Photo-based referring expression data

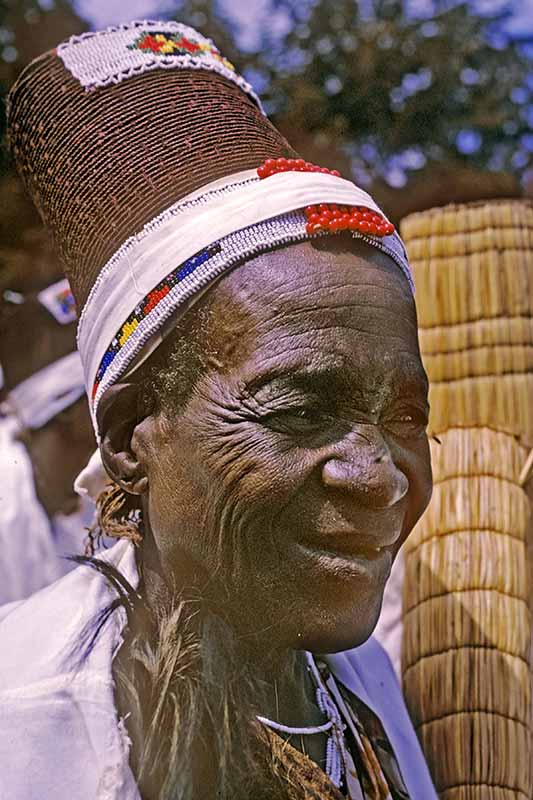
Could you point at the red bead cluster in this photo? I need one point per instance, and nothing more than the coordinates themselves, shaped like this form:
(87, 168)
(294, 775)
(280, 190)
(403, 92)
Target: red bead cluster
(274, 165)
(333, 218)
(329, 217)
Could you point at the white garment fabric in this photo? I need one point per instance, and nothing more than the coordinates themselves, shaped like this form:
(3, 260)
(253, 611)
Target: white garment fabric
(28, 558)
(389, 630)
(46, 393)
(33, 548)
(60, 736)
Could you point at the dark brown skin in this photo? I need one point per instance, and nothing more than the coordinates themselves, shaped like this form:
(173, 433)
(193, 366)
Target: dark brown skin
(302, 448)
---
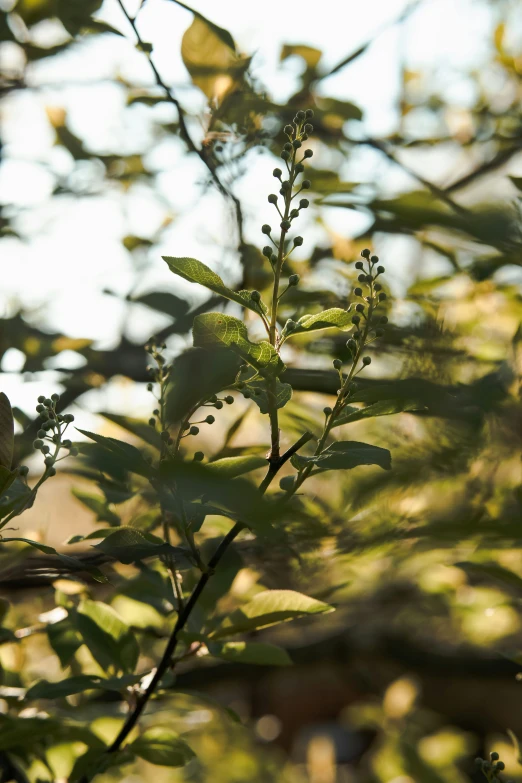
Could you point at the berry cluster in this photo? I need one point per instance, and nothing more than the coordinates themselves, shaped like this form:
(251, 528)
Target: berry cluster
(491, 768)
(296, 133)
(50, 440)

### Exercise prompt
Each line of the data above that contains the word "form" counts once; report the total and add nothing.

### Final answer
4